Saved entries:

## start

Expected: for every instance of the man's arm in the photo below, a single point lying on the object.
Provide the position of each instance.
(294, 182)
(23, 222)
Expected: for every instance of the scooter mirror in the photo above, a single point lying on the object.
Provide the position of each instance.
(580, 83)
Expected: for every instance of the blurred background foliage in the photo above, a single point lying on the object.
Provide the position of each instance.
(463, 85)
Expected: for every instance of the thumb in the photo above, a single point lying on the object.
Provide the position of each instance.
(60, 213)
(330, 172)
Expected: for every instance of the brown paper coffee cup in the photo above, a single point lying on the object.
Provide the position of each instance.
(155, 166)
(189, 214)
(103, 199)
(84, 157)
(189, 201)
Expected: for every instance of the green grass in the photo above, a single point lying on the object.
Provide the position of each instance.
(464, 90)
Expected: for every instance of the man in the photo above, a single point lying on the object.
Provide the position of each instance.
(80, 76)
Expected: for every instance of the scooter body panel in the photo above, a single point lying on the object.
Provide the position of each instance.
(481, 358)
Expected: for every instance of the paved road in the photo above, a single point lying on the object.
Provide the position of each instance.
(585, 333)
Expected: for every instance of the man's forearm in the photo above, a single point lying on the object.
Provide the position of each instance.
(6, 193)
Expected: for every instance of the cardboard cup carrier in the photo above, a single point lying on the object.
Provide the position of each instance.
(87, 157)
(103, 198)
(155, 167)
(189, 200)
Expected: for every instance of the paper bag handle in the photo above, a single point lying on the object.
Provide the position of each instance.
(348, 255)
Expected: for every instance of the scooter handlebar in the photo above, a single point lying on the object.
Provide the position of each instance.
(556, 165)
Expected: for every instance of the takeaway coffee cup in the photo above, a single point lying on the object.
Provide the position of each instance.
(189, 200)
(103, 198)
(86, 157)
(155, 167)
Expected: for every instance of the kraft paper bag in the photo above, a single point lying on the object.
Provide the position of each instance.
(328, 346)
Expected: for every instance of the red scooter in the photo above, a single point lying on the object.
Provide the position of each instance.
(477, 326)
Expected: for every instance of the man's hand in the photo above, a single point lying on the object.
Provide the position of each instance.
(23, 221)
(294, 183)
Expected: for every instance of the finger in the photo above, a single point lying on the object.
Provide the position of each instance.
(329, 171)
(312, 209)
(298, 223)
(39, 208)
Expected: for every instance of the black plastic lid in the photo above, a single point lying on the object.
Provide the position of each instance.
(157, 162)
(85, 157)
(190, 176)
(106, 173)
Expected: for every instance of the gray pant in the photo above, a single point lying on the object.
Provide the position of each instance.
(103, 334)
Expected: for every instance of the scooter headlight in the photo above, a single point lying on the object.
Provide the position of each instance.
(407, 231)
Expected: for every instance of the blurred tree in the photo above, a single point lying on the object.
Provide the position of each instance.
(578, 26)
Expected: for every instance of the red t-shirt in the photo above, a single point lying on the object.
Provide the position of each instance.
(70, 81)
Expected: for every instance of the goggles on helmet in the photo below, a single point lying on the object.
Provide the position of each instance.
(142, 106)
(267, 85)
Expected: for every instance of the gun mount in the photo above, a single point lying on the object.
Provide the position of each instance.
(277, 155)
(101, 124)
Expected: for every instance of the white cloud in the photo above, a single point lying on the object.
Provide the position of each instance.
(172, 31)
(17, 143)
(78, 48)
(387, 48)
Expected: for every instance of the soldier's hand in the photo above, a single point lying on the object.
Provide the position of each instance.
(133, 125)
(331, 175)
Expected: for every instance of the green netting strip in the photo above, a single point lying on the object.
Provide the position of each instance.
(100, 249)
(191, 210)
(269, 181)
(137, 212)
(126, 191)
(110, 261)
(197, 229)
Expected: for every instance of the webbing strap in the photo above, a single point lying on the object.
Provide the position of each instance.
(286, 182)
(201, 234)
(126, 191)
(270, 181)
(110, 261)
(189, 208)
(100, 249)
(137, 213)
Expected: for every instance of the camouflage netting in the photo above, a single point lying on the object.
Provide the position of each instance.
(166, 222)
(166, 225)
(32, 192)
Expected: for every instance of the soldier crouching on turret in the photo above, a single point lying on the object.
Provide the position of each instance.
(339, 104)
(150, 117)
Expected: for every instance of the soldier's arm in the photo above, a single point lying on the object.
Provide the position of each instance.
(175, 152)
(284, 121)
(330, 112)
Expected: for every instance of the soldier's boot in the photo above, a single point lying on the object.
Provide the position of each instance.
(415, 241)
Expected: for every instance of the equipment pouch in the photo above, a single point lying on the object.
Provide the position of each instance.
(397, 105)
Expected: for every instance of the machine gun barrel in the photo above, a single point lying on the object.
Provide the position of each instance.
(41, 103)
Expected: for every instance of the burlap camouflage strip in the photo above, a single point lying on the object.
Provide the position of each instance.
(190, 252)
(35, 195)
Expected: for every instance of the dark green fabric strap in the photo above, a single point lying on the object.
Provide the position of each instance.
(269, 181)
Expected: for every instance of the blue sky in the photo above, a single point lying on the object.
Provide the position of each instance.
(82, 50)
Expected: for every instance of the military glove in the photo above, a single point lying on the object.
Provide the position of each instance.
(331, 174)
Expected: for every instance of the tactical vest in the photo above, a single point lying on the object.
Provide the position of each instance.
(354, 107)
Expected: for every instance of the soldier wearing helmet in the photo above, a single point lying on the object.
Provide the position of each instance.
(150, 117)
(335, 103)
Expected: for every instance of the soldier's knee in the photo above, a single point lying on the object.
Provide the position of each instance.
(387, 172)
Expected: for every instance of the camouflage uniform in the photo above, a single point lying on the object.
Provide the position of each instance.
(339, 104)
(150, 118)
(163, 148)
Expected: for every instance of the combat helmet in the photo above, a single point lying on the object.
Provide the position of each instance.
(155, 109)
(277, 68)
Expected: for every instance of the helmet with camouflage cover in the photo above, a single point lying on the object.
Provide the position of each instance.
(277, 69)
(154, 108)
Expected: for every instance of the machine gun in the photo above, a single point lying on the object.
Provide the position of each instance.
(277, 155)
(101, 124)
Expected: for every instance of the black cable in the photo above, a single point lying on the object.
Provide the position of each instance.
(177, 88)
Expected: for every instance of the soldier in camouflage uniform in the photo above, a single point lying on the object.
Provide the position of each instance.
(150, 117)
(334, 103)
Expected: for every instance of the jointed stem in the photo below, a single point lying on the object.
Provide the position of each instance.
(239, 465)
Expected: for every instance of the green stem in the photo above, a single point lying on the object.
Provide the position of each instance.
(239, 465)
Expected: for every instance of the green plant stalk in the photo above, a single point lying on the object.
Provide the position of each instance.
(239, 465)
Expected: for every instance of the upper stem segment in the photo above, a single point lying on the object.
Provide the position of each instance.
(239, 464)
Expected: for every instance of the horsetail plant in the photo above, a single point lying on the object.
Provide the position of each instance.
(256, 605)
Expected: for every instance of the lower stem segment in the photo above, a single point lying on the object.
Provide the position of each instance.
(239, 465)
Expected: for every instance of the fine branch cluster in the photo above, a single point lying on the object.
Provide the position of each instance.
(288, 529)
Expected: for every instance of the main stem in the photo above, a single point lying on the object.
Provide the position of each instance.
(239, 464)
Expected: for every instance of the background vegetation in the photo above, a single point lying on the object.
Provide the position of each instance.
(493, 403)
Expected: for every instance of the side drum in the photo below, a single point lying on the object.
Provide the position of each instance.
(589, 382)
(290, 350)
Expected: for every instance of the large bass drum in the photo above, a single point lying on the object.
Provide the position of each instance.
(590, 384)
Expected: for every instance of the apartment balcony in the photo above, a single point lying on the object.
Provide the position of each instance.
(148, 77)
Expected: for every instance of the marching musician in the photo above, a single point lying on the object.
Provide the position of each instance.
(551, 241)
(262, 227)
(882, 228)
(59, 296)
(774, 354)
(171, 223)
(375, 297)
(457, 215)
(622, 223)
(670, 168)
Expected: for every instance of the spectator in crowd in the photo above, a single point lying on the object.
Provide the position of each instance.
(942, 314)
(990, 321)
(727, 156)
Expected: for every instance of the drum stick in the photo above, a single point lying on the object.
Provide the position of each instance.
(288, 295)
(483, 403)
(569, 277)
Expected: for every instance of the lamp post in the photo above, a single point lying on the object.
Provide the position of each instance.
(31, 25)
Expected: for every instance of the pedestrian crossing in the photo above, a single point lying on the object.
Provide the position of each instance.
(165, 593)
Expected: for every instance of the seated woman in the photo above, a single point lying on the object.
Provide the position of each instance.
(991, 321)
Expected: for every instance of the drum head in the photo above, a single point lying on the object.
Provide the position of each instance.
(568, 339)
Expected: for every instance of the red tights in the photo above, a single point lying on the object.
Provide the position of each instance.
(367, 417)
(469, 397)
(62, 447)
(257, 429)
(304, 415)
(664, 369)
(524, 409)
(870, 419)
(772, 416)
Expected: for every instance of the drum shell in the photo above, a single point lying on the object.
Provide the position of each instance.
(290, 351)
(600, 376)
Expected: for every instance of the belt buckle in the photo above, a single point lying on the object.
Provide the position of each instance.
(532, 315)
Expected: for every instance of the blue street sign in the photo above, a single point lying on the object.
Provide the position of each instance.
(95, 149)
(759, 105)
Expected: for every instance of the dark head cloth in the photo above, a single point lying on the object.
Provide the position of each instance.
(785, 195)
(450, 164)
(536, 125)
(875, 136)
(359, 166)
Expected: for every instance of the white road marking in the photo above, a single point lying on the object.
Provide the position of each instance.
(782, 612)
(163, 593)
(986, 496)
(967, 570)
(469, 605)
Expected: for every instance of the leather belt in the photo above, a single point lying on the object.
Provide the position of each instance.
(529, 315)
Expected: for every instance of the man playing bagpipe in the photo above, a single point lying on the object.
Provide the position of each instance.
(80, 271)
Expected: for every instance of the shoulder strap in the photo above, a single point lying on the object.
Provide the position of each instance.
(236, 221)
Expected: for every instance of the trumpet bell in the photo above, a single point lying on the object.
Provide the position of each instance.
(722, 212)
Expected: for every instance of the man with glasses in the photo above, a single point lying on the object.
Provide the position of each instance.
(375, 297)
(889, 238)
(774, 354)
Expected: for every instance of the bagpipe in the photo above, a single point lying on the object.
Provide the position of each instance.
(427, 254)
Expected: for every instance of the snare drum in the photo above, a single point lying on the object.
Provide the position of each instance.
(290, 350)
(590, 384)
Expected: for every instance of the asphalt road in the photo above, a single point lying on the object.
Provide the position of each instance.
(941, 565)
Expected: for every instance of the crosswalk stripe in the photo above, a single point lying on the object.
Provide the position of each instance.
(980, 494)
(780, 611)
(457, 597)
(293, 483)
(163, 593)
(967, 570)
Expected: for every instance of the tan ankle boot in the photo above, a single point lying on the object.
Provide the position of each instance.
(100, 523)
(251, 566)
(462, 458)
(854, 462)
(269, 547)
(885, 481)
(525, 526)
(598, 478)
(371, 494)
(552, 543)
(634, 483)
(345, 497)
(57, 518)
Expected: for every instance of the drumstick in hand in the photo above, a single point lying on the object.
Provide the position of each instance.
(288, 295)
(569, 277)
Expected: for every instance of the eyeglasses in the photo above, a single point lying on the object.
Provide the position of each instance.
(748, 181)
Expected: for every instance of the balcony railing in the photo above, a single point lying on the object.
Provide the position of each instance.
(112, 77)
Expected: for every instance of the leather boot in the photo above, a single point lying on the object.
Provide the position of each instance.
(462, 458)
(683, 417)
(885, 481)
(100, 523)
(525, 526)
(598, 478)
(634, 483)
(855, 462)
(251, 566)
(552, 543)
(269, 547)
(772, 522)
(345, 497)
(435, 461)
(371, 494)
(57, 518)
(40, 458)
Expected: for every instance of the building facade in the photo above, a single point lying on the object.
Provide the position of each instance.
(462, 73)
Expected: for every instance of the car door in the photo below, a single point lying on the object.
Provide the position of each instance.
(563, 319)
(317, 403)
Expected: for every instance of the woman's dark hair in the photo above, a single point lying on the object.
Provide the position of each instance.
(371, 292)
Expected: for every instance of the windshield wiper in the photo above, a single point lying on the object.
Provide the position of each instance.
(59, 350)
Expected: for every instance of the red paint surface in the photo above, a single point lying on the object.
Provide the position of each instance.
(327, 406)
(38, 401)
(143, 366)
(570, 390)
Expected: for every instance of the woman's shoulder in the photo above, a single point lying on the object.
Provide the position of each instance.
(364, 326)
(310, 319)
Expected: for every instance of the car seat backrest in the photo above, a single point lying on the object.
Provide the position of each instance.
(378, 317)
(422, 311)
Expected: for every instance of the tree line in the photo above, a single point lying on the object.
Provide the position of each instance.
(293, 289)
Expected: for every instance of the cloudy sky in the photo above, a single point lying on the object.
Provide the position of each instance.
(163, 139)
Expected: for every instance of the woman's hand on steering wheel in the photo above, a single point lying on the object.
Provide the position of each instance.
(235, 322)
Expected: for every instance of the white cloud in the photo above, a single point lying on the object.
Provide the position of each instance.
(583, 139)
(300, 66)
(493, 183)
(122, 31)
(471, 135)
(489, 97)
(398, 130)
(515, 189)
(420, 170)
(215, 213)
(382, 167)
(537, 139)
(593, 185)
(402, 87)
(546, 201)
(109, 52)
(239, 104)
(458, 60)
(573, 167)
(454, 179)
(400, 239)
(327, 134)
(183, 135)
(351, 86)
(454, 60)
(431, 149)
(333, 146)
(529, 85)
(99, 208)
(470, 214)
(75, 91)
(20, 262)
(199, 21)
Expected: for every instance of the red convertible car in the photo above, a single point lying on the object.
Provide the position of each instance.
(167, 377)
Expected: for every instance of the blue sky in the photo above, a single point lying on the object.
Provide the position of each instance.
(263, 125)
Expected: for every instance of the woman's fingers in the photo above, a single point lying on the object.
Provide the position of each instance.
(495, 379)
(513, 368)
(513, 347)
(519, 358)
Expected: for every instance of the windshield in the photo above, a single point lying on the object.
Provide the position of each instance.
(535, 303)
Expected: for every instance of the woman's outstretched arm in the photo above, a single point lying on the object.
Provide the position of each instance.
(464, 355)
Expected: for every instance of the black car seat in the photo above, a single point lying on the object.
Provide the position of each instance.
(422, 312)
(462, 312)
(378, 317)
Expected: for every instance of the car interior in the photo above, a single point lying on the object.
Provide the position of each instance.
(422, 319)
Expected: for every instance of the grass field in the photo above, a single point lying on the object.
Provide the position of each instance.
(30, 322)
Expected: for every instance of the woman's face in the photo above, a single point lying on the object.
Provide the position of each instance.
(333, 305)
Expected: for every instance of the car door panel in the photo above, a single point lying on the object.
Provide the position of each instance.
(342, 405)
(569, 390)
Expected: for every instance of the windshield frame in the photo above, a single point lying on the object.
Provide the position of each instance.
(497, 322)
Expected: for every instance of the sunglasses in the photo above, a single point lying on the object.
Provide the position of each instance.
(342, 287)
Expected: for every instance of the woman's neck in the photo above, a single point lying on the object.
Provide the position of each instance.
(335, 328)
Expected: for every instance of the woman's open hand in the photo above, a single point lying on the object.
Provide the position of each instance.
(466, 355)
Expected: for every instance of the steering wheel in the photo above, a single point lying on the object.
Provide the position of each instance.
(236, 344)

## end

YOUR TASK> Return, word for word, everything from the line containing "Expected: for every instance of the sunglasses" down to the end of the saved entries above.

TASK RESULT>
Expected: for every instance of the sunglasses in the photo above, a single point lying on the object.
Provide the position of each instance.
(342, 287)
Expected: for every instance of the woman's neck in the photo above, a single point lying on the object.
Provide the position of each instance.
(335, 328)
Expected: for every instance of the woman's open hand in the photo above, a single point lying on the object.
Provide the position of each instance.
(466, 355)
Expected: for every instance of the steering wheel in the photo above, a single point lying on the object.
Provide the position of each instance.
(236, 344)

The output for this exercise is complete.